[EXERCISE INSTRUCTIONS]
A – In the article on Austin aerial photography, rewrite the paragraph beginning "Sherman uses a DJI Phantom 3 Pro" as a short list of its main facts.
B – Extend the article on Austin aerial photography with one or two paragraphs that pick up after its final sentence.

[DOCUMENT EXCERPT]
Austin aerial photography scene brings new perspective to city

Elizabeth Hlavinka

The UT Tower, the Pennybacker Bridge and Lady Bird Lake each have been photographed thousands of times and from nearly every angle. So when a group of photographers wanted to shoot Austin icons from a different perspective, they went the only direction they had left — up.

With recent improvements in drone technology and affordability, Austin photographers and drone enthusiasts are now capturing the essence of the city through innovative, aerial photographs.

Christopher Sherman, founder of the fine art aerial photography studio Over Austin, said he has always been interested in photographing unconventional images. Sherman initially wanted to be a pilot, but after earning his Federal Aviation Administration license in high school, delved into graphic design instead. Years later, Sherman discovered photography and was specifically drawn to aerial imagery, using his flight experience to conceptualize shots taken from the air. 

Photo courtesy of Christopher Sherman 

Over the past one and a half years, Sherman has clocked nearly 350 hours of flying, capturing the Austin City Limits Music Festival, the bats exiting the Congress Avenue Bridge and the Milky Way as seen from above Austin. His work has been featured by the Austin American-Statesman, the Dell Medical School and the Austin Convention Center.

“The more I started shooting Austin, the more I realized I could tell a story or provide a perspective of this town in a way that nobody’s seen before,” Sherman said. “They’re seeing it for the first time through my eyes.”

Sherman uses a DJI Phantom 3 Pro, a drone that weighs four pounds and is complete with internal propellers, a compass and a GPS, which he controls externally with a joystick and an iPad. Although Sherman used his background in photography and aviation to learn the craft, others hoping to fly drones didn’t have such strong foundations. In order to create a community for other fliers, Sherman founded Austin Drone Pilots in 2015 to share experiences, tips and safety information.

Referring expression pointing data
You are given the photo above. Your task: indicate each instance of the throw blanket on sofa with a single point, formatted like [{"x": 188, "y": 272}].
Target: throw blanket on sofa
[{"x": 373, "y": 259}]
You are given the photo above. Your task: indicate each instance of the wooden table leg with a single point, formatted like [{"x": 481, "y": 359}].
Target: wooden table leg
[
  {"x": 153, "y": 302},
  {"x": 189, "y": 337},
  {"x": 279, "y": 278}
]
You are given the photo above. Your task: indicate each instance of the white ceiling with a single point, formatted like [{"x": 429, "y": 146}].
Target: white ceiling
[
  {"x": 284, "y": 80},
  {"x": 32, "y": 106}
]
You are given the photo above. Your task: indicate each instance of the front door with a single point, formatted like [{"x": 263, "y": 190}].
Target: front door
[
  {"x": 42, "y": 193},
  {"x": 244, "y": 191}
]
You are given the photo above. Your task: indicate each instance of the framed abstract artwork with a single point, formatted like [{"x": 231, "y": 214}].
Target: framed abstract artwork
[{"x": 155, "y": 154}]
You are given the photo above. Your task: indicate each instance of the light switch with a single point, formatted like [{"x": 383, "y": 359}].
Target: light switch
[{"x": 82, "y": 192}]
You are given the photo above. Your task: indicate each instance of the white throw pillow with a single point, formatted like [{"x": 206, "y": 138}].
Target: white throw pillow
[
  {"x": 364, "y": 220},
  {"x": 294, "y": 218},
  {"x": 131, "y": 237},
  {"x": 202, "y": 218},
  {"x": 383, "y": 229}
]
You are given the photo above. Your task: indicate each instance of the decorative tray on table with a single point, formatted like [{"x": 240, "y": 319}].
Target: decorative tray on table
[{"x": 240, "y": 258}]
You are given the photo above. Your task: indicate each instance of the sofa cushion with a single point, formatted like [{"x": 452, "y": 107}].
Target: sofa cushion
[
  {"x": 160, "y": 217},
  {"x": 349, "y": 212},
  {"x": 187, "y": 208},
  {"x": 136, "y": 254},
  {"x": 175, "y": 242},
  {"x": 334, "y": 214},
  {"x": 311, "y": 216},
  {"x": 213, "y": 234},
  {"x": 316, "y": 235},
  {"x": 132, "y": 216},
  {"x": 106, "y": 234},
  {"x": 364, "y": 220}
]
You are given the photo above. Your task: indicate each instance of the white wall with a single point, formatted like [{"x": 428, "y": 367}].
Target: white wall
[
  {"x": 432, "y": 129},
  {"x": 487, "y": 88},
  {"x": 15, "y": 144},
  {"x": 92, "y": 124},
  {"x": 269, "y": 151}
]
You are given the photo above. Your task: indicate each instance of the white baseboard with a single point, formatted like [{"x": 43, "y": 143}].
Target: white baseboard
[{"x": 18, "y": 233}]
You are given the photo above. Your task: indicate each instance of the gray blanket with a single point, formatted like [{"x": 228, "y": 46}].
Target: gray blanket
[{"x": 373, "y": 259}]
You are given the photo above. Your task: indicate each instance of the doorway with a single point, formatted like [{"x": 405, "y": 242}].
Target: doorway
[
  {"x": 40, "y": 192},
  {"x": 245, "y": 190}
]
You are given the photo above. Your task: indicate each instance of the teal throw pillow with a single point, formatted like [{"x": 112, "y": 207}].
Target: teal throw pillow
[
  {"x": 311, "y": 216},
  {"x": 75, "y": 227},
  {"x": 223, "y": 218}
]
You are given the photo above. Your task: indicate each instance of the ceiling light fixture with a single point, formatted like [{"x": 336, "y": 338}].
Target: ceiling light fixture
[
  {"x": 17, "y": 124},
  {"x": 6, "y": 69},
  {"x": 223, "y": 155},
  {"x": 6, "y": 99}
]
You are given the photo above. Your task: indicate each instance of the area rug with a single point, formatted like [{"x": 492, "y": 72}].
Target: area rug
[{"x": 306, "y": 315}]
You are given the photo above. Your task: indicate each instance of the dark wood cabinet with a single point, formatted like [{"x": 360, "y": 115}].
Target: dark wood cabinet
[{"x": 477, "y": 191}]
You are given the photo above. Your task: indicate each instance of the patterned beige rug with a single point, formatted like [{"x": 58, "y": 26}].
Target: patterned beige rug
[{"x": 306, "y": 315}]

[TASK ANSWERS]
A –
- Sherman flies a DJI Phantom 3 Pro, a four-pound drone with internal propellers, a compass and a GPS.
- He controls it externally with a joystick and an iPad.
- He drew on his background in photography and aviation to learn the craft, a foundation many other would-be fliers lacked.
- In 2015 he founded Austin Drone Pilots so fliers could share experiences, tips and safety information.

B –
Carlos Austin, a photographer who teaches informal classes at UT, joined Austin Drone Pilots in February. Austin’s previous work included portraits, weddings and steel wool photography, but once he saw members of the group flying their drones, he said he was able to rediscover aspects of the art. Austin said Austin Drone Pilots helped ease him into the intricate world of aerial photography.

“You can learn from people that already have experience,” Austin said. “I’m really anxious to start doing some really good work, but I can’t do it unless I know how to fly birds.”

Austin Drone Pilots has over 400 members, and its scene continues to expand. At UT, mechanical engineering junior Majd Alabandi founded Texas Drones in spring 2015. While some members are more interested in constructing drones, others delve into programming software for the drones, hoping to improve the device’s controls and working to implement features such as facial recognition. Still others enjoy the various applications of drones, such as photography, 3-D mapping and
drone racing.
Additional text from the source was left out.